The ex-Kremlin spy apparently poisoned in Britain has links to the man who wrote the explosive Trump-Russia dossier
- Sergei Skripal, the former Russian spy at the centre of an apparent attempted assassination plot in Britain, had links to Christopher Steele.
- Skripal passed intelligence to British officials at the same time Steele became MI6's Kremlin specialist.
- But experts think Skripal's sudden illness is unrelated to his connection to Steele, who penned the explosive dossier on US President Donald Trump's Russia connections.
The ex-Kremlin spy found unconscious on a bench in Britain almost certainly has links to Christopher Steele, the man who penned the explosive Russia dossier on US President Donald Trump, experts told Business Insider.
Sergei Skripal, who is critically ill in hospital after being exposed to a mystery substance on Sunday, turned double agent in 1995 when he was recruited by the UK's Secret Intelligence Service, MI6.
Skripal passed information to MI6 agents between 1995 and December 2004, when he was arrested. That was the verdict of a Moscow military court, which sentenced him to 13 years in prison for spying for Britain.
Skripal's time handing intelligence to Britain overlapped with Steele's meteoric rise at MI6, where he became the agency's preeminent expert on Russia. Steele was posted to Moscow for three years from 1990, working undercover as a British diplomat. After returning to London, he continued to work on Russia and "moved in a small world of Kremlin specialists," according to The Guardian. By 2006, he was head of MI6's Russia desk.
"It is beyond doubt that he would have known Steele and Steele would have known him," said Professor Anthony Glees, the director of the Centre for Security and Intelligence Studies at the University of Buckingham.
Jonathan Eyal, international director at think-tank the Royal United Services Institute, agreed that "it is likely" Steele and Skripal were linked. But he told Business Insider it was a "good headline" rather than information of any significance.

Dataset entries
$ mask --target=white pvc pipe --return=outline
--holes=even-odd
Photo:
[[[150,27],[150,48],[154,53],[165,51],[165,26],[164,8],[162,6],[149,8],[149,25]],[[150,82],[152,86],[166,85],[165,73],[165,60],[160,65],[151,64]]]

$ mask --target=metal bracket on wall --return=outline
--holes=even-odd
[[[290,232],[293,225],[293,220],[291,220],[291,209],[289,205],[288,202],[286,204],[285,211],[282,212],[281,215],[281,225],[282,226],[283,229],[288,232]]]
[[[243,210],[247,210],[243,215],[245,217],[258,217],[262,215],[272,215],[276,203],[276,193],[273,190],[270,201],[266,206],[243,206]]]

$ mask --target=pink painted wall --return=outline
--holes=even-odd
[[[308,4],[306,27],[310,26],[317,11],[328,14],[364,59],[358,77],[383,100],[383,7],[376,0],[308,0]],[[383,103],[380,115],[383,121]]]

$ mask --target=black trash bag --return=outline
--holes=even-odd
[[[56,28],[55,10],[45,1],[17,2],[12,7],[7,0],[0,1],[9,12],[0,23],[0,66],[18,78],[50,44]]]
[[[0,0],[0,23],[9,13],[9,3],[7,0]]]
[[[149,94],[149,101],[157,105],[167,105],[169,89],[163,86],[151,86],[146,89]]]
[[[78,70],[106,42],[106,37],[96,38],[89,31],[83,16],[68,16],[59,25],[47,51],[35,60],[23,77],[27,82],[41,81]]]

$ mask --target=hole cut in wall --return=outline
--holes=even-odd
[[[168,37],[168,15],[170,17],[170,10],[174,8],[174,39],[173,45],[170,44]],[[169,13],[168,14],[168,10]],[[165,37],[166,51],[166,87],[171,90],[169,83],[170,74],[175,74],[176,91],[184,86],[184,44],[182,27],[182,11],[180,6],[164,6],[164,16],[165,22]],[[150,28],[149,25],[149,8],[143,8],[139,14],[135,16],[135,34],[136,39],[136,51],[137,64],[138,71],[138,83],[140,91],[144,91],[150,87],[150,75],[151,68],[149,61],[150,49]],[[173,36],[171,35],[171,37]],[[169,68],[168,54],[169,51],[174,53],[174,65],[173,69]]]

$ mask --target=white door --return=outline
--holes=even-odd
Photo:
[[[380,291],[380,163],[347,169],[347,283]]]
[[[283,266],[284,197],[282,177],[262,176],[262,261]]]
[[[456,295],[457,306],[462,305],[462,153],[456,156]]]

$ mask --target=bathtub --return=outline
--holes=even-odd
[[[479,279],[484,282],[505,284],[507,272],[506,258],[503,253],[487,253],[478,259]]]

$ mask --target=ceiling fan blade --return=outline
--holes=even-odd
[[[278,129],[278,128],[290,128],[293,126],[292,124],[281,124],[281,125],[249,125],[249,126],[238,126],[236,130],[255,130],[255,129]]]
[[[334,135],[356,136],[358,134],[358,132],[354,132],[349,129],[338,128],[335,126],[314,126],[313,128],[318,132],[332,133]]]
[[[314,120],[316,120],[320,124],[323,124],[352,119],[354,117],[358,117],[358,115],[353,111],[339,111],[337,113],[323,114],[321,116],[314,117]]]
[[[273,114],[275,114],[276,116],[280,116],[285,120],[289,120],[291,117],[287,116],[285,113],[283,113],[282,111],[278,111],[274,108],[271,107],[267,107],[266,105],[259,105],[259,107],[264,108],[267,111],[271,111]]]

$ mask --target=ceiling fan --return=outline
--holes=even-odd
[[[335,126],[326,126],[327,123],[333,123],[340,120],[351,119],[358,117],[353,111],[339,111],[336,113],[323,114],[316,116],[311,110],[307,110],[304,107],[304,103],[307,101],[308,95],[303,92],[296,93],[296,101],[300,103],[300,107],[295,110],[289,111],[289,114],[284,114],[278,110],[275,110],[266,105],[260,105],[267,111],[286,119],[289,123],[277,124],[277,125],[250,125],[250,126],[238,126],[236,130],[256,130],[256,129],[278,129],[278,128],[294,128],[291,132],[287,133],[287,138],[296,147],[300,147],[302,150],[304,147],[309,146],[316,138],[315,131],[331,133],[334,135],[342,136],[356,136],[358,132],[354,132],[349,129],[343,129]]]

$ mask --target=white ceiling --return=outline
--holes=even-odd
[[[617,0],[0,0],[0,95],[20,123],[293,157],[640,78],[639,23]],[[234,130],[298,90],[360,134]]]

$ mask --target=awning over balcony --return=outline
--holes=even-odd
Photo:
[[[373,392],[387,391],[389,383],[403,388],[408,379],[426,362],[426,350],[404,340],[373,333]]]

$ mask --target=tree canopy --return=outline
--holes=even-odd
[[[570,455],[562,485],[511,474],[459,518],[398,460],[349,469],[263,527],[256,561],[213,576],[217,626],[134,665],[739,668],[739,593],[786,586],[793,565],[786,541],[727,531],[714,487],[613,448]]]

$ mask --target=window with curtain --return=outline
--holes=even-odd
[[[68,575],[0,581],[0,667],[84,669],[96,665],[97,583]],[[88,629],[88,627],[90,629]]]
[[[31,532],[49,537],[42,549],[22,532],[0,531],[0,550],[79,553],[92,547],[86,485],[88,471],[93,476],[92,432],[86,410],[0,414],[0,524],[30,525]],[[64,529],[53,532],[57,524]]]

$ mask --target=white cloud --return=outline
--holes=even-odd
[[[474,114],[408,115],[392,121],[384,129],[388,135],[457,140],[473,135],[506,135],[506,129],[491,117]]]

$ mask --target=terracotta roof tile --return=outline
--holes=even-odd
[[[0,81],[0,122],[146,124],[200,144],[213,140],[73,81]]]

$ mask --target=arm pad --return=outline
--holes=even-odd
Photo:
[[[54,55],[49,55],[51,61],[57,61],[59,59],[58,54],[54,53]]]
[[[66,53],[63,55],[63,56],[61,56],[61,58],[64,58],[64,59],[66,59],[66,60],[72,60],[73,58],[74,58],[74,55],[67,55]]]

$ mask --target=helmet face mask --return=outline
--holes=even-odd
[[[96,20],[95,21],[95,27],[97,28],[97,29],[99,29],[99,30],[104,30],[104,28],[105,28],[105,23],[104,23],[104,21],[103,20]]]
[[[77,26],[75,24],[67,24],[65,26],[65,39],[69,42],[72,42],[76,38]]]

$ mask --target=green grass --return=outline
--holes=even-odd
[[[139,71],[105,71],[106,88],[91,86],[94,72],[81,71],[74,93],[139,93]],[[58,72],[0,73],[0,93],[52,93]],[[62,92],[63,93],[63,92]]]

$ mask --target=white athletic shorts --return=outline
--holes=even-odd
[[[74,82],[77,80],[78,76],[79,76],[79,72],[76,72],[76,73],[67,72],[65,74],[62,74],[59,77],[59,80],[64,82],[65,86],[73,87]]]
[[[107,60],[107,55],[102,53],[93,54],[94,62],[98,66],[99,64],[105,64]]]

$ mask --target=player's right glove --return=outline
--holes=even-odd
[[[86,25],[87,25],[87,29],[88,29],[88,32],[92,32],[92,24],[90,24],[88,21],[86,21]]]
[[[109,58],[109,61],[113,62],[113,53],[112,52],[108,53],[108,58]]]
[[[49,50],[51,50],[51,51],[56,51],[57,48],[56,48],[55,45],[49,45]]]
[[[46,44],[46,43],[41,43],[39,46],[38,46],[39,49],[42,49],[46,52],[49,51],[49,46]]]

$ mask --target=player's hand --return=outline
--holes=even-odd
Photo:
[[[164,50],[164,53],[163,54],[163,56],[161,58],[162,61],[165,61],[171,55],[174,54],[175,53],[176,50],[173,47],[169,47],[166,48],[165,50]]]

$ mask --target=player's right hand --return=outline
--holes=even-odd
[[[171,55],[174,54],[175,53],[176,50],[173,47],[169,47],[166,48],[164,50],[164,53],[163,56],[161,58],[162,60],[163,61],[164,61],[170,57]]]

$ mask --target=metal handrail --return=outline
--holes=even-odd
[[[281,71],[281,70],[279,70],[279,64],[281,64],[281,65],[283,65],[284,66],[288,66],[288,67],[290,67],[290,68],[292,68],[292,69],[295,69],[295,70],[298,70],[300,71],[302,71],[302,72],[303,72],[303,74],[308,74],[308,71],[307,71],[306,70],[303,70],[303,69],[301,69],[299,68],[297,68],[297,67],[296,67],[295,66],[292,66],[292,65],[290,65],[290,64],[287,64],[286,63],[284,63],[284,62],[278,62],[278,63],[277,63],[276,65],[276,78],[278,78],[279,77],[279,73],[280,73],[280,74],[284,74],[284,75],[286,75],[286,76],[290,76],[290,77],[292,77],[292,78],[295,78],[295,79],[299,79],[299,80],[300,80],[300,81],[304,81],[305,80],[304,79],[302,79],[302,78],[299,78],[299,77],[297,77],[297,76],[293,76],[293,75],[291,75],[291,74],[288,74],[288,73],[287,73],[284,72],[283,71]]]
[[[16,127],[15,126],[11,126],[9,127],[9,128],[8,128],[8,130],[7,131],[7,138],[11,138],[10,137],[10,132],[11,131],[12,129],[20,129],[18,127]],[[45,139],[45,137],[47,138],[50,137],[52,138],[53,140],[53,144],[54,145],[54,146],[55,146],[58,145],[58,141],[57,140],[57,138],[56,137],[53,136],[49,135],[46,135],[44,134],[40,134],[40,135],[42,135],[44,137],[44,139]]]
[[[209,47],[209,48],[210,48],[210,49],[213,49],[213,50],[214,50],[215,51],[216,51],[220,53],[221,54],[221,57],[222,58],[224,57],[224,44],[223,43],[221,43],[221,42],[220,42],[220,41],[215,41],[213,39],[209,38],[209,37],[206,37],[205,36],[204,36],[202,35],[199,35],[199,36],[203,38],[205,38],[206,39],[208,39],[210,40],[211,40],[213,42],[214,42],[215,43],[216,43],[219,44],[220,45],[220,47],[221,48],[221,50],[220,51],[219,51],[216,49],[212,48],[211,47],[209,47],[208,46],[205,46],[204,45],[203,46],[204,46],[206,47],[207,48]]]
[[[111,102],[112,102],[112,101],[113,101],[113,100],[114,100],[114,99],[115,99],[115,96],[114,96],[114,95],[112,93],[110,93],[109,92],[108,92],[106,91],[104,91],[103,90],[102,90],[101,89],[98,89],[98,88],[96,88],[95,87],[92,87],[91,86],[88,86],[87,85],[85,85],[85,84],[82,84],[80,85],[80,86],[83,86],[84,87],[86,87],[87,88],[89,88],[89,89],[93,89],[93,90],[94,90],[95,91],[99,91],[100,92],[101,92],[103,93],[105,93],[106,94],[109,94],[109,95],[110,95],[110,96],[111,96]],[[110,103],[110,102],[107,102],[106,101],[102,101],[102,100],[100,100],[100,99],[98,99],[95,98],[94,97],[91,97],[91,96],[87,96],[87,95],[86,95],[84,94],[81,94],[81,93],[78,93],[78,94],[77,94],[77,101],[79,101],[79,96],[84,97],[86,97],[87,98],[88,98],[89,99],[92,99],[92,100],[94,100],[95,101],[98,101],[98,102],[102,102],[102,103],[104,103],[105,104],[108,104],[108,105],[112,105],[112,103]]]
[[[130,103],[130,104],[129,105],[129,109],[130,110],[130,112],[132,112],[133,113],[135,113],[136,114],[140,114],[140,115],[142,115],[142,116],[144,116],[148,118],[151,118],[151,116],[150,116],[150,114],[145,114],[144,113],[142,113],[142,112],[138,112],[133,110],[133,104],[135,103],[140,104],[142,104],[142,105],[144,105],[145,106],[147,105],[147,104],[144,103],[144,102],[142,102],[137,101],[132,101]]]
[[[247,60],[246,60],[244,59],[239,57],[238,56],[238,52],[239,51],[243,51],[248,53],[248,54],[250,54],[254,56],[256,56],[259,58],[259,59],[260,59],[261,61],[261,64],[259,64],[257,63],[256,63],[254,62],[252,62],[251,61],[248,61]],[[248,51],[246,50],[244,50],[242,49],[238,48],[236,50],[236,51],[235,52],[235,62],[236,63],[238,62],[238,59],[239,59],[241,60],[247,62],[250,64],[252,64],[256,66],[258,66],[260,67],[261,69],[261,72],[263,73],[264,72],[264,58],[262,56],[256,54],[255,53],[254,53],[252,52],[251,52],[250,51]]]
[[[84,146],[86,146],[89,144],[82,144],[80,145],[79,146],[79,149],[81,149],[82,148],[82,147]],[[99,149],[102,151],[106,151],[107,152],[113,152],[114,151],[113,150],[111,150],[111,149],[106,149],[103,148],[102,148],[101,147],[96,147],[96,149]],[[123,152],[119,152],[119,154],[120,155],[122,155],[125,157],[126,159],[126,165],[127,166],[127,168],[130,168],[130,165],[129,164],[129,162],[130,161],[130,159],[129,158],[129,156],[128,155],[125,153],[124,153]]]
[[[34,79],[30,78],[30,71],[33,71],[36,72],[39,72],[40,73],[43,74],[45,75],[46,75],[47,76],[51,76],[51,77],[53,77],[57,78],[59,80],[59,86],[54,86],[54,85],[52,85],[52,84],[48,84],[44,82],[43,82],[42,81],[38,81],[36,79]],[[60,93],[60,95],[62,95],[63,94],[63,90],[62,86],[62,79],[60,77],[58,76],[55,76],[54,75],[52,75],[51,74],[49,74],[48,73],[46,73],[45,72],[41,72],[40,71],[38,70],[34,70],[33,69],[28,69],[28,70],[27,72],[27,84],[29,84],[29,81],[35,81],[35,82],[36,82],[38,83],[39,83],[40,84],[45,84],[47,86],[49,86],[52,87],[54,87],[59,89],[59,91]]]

#### REQUIRED TASKS
A) Translate this sentence from the article on Sergei Skripal into Spanish: "Skripal passed information to MI6 agents between 1995 and December 2004, when he was arrested."
B) Carry on the article about Sergei Skripal and Christopher Steele with the next few paragraphs, starting after its last sentence.
These entries were drawn from a different source than the article.

#### RESPONSES TO THE EXERCISE
A) Skripal pasó información a agentes del MI6 entre 1995 y diciembre de 2004, cuando fue arrestado.

B)
If Russia was to blame for Skripal's sudden illness it is not likely to be connected to Steele, Eyal said.
He said Vladimir Putin's regime would only have attempted an assassination if they had evidence that Skripal was still revealing state secrets or information on Kremlin operatives. "The idea that they would do it for fun or anything less serious is to be discounted," he added.
Russia specialist Glees also did not draw any particular significance from the connection, but did offer this theory: Trump supporters in Russia could have taken matters into their own hands in an attempt to embarrass Steele.
"If Steele was running Skripal in Russia, then it [an assassination attempt] could be a way of getting back at him. It could have come from Trump's Russian chums in America," he speculated.
Steele had an intricate web of Kremlin associates, and he used these contacts to compile his bombshell allegations against Trump. His 35-page report described Trump as engaging in compromising activities in Russia and his campaign officials coordinating with Kremlin operatives during his presidential campaign.
There is no suggestion either way that Skripal was one of Steele's sources, but it is likely that the two men would have been aware of each other's work.